> AUSGEWÄHLTER TEXTAUSZUG:

□ □ □ □ □ □ □

Wesen aus Fantasien von Lust und Gier
Trieb und Tabu. Hieronymus Bosch und Pieter Bruegel im Vergleich mit Gelatin und Sarah Lucas.
Hedwig Kainberger Krems (SN). Beim Blättern durch den Katalog traut man seinen Augen kaum: Da ist links ein Foto der Künstlergruppe Gelatin auf der Biennale Venedig, wo sie eine Glasschmelze betrieben haben: ein bauchiger Ofen, aus dem oben Flamme und Rauch entweichen, dahinter ein Berg Holz und ein wildes Dickicht von Blättern, im Vordergrund sind sonderbare Menschen, manche halb nackt, manche glotzend oder ihre Digitalkameras haltend, irgendwo ein Feuerlöscher. Rechts auf dieser Doppelseite ist das Abbild eines Ölgemäldes von Hieronymus Bosch, auch da ist ein bauchiges, ofenartiges Gebilde, dazu Feuer und Rauch, im Vordergrund sind sonderbare Gestalten, irgendwo ein Heiliger mit Buch.
Diese Ähnlichkeit ist nicht beabsichtigt. Doch zufällig wird sie auch nicht sein, denn spaziert man durch die am Samstag in der Kunsthalle Krems eröffnete Ausstellung „Lucas Bosch Gelatin“, entdeckt man in einigen der Gebilde von Gelatin Ähnlichkeiten zu Figuren von Hieronymus Bosch, Pieter Bruegel d. Ä. und deren Nachahmern. In Plastilinbildern von Gelatin sind Krater, Fratzen, aufgerissene Münder; eine ihrer Skulpturen heißt „Kopffüßler“. Finden also heute wie vor 500 Jahren die Künstler, wenn sie sich mit Tabu, Trieb und Todsünde beschäftigen, ähnliche Formen?
Ein fantastisches Gelatin-Wesen, der „Arc de Triomphe“, vulgo Penis-Mann, der 2003 vor dem Rupertinum in Salzburg einen Skandal ausgelöst hat, war schon auf dem Weg von London nach Krems. Doch er ist zu groß für das Portal der Kunsthalle, er hätte zerschnitten werden müssen, also bleibt er derweil im Container.

□ □ □ □ □ □ □

[Auszüge aus einem Datensatz zur Punktbeschriftung]
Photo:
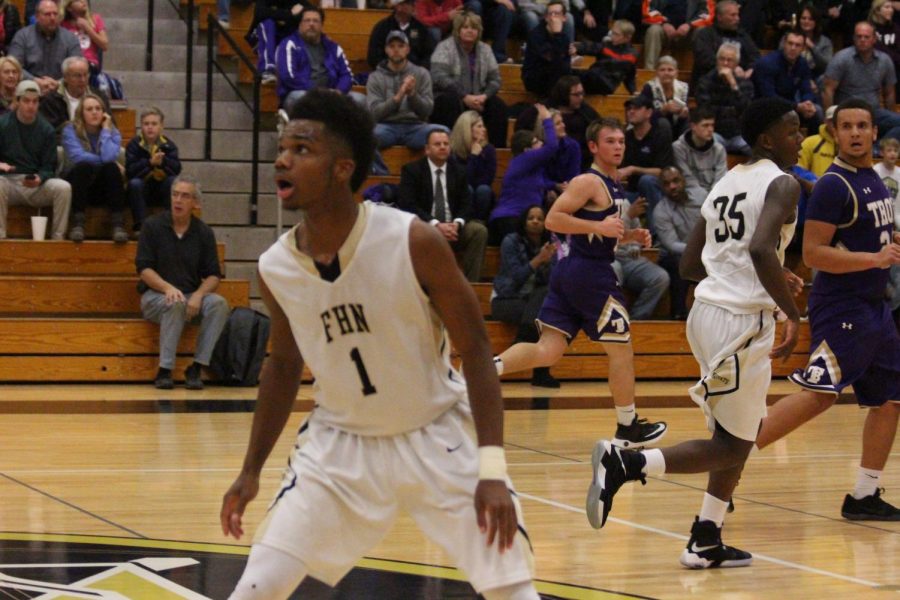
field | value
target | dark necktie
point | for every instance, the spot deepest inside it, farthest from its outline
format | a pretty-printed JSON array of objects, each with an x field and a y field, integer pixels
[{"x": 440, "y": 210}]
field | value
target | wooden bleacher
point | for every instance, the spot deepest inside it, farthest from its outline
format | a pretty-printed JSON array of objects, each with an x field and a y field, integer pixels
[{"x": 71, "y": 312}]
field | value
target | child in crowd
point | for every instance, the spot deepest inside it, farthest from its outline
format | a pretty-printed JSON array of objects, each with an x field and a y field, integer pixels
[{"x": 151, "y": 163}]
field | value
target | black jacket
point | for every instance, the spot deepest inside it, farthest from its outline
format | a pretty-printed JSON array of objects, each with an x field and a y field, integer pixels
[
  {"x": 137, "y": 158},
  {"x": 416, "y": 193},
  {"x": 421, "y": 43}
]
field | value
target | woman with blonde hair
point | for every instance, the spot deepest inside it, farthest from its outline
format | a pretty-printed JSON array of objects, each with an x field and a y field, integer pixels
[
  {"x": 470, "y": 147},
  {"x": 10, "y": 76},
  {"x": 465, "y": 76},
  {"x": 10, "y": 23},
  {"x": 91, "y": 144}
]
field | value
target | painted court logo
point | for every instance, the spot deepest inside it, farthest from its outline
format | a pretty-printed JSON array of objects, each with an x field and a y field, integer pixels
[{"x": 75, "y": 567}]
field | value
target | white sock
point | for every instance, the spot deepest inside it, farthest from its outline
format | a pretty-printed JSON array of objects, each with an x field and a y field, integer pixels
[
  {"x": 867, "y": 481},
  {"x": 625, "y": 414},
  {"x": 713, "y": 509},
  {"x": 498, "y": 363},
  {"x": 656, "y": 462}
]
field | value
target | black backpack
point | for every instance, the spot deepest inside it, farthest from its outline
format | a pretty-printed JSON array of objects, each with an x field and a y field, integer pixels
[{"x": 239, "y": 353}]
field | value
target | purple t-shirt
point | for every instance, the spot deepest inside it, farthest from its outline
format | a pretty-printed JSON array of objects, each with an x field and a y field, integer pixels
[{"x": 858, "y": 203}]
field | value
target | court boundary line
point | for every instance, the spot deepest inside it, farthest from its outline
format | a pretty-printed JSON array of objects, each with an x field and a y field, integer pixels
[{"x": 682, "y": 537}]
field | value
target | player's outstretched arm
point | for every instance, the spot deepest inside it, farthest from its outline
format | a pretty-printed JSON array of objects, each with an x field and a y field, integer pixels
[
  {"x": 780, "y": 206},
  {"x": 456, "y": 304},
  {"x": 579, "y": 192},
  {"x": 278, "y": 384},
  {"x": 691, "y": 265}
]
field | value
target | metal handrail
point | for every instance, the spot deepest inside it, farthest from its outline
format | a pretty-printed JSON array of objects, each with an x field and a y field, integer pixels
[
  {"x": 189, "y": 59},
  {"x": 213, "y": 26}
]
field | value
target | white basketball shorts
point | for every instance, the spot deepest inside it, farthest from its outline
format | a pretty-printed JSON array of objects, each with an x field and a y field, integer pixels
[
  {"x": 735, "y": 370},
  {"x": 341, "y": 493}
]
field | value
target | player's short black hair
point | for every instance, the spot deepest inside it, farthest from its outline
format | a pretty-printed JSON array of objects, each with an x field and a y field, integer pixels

□ □ □ □ □ □ □

> ZU BEARBEITENDE AUFGABEN:
1) Nenne alle Städte, die im Textauszug über die Ausstellung „Lucas Bosch Gelatin“ erwähnt werden.
2) Zeige jede Zeile der Einträge, in der die Zeichenfolge „player“ vorkommt, wobei Groß- und Kleinschreibung zu beachten ist.
Der Textauszug und die Einträge sind voneinander unabhängig.

> AUSGEARBEITETE LÖSUNGEN:
1) Venedig, Krems, Salzburg, London

2)
target | player's outstretched arm
target | player's short black hair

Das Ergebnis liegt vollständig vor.